→ Tekst do przeczytania:
MANIFA zamiast kwiatka

Kilka dni temu obchodziliśmy Dzień Kobiet. Można psioczyć, że to „święto” to pozostałość komunizmu. Ja osobiście ucieszyłabym się z życzeń, kwiatka czy czekoladek, bo, jak wiele kobiet, lubię być doceniana. Ale mamy nowe trendy – „święto kobiet” jest obecnie czczone przez organizowanie pochodów w rodzaju „Manify„. I to kobiety kobietom zgotowały ten los.
Nadchodzi 8 marca i w większych polskich miastach (m.in. Warszawa, Łódź, Trójmiasto) pojawiają się barwne pochody kobiet, które „wychodzą na ulice” by walczyć o swoje prawa. W pochodach uczestniczą panie młodsze i starsze, ale także dzieci, mężczyźni i seniorzy. Jakaż piękna inicjatywa – społeczeństwo zjednoczone w walce o prawa kobiet! Zbyt piękne, żeby mogło być prawdziwe? Chyba tak.
Manify już od kilkunastu lat organizuje Porozumienie Kobiet 8 Marca. Cel jest niby szczytny – walka o równouprawnienie kobiet. Niestety, w worku „równouprawnienia” znajdują się tak różnorodne postulaty, ze trudno stwierdzić co dokładnie chcą osiągnąć neo-feministki. Obok postulatu dopracowania prawa alimentacyjnego (aby samotne matki mogły skuteczniej ściągać alimenty z ojców swoich dzieci) mamy postulaty swobodnego dostępu do „bezpiecznej aborcji” (nie chcę nawet tego żądania komentować). Obok walki o pozycję kobiet niepełnosprawnych na rynku pracy (przydało by się coś w tej kwestii zrobić) słychać żądania wprowadzenia powszechnej „edukacji seksualnej” i zniesienia klauzury sumienia. Groch z kapustą, mieszanina wysoce niestrawna.

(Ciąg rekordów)
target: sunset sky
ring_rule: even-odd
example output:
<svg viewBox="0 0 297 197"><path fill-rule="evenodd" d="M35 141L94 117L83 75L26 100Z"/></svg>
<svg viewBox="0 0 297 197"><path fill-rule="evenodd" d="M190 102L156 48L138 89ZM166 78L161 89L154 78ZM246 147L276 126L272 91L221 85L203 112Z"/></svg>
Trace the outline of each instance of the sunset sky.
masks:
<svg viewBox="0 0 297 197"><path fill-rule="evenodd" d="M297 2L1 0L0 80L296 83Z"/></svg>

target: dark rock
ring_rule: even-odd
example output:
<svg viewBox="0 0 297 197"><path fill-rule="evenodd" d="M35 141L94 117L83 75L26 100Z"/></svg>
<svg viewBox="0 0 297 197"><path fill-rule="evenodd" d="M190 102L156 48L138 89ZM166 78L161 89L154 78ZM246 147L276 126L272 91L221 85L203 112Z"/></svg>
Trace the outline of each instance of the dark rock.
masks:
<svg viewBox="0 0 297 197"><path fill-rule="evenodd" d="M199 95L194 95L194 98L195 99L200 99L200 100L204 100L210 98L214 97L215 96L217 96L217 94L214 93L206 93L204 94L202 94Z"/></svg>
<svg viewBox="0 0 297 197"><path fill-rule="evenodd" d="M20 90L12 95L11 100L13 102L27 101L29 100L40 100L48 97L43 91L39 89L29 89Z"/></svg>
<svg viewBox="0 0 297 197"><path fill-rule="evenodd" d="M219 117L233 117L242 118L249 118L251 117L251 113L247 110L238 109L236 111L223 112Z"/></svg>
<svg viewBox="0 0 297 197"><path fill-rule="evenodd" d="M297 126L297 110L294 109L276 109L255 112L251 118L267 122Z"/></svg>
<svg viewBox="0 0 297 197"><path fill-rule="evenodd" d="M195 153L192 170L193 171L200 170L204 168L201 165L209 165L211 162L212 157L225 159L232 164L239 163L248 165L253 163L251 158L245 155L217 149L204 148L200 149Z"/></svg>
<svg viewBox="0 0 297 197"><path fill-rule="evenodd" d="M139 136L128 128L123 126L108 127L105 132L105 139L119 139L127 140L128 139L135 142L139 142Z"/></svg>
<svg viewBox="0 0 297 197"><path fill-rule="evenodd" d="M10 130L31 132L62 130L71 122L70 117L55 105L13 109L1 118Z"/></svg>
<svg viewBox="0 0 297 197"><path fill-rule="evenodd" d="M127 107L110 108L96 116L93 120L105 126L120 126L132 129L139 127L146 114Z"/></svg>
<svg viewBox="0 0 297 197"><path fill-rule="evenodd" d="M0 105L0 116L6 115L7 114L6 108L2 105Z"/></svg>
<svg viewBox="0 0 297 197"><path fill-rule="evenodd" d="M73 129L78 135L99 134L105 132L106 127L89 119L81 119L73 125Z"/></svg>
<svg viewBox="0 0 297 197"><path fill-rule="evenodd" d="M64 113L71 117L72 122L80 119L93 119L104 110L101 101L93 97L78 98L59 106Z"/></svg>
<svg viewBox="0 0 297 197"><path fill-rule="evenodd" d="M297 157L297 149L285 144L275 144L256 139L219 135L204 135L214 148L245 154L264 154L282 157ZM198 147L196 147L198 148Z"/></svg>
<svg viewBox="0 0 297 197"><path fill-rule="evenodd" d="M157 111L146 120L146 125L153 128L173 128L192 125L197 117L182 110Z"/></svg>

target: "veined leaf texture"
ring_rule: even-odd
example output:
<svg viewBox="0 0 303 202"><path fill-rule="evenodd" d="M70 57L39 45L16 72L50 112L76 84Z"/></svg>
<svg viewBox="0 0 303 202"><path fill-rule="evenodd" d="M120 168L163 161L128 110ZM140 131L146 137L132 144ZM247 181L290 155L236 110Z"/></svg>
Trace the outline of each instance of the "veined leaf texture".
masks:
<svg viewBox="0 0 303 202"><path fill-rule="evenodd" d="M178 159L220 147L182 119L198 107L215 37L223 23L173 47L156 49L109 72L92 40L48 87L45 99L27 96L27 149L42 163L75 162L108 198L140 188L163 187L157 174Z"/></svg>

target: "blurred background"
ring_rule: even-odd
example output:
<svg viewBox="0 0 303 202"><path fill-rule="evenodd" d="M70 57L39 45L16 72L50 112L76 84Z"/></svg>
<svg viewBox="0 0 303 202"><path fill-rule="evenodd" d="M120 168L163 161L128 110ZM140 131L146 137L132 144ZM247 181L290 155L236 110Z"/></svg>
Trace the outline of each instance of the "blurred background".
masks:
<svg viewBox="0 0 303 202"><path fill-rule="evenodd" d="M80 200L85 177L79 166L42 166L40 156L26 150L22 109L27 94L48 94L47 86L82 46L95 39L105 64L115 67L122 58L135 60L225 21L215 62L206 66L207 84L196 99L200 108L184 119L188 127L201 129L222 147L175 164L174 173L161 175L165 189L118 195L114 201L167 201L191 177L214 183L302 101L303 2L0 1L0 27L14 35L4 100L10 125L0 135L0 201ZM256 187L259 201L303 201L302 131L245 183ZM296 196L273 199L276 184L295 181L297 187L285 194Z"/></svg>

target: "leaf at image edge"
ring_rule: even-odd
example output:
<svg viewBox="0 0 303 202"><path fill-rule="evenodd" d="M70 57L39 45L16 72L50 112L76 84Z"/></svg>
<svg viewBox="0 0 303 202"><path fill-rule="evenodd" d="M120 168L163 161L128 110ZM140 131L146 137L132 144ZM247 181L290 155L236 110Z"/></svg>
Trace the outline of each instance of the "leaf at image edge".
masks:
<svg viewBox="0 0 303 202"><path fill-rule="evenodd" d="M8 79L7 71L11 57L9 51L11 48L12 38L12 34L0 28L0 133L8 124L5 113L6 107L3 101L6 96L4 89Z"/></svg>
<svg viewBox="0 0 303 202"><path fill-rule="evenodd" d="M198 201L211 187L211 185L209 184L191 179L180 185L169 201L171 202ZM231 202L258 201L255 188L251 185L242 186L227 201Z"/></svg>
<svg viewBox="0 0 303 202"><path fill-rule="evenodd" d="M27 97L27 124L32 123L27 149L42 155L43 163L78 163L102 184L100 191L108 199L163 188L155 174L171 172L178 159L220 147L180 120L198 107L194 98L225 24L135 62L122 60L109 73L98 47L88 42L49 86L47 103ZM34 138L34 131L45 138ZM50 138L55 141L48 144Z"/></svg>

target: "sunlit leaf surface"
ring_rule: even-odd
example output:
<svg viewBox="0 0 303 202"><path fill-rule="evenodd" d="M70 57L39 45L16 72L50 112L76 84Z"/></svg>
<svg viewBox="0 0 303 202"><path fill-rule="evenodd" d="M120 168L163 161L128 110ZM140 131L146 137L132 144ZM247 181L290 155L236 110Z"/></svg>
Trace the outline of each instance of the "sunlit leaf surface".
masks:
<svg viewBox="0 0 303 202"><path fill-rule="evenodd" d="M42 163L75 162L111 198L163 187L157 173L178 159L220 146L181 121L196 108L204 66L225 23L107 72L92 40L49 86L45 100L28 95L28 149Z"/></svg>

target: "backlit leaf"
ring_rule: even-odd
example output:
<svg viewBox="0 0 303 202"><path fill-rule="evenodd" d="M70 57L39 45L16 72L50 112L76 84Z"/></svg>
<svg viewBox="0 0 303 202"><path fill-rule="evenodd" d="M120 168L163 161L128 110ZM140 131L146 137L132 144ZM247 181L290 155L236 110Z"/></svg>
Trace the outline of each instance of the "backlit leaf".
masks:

→ Zadania do wykonania:
A: Przetłumacz na język angielski następujące zdanie z tekstu o Manifie: „W pochodach uczestniczą panie młodsze i starsze, ale także dzieci, mężczyźni i seniorzy”.
B: Przepisz dosłownie fragment tekstu o Manifie od słów „MANIFA zamiast kwiatka” aż po słowa „prawdziwe? Chyba tak.”.

→ Rozwiązania zadań:
A: The marches are attended by younger and older women, but also by children, men and seniors.

B:
MANIFA zamiast kwiatka

Kilka dni temu obchodziliśmy Dzień Kobiet. Można psioczyć, że to „święto” to pozostałość komunizmu. Ja osobiście ucieszyłabym się z życzeń, kwiatka czy czekoladek, bo, jak wiele kobiet, lubię być doceniana. Ale mamy nowe trendy – „święto kobiet” jest obecnie czczone przez organizowanie pochodów w rodzaju „Manify„. I to kobiety kobietom zgotowały ten los.
Nadchodzi 8 marca i w większych polskich miastach (m.in. Warszawa, Łódź, Trójmiasto) pojawiają się barwne pochody kobiet, które „wychodzą na ulice” by walczyć o swoje prawa. W pochodach uczestniczą panie młodsze i starsze, ale także dzieci, mężczyźni i seniorzy. Jakaż piękna inicjatywa – społeczeństwo zjednoczone w walce o prawa kobiet! Zbyt piękne, żeby mogło być prawdziwe? Chyba tak.